**Material provided**
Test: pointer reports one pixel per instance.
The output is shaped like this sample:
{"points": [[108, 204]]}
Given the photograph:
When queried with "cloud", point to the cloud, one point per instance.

**What you are asked to do**
Each of the entries must be set down exactly, none omitted.

**Task solution**
Test: pointer reports one pixel per instance.
The output is shaped like this sample:
{"points": [[108, 204]]}
Given the photograph:
When queried with "cloud", point to the cloud, one point per instance.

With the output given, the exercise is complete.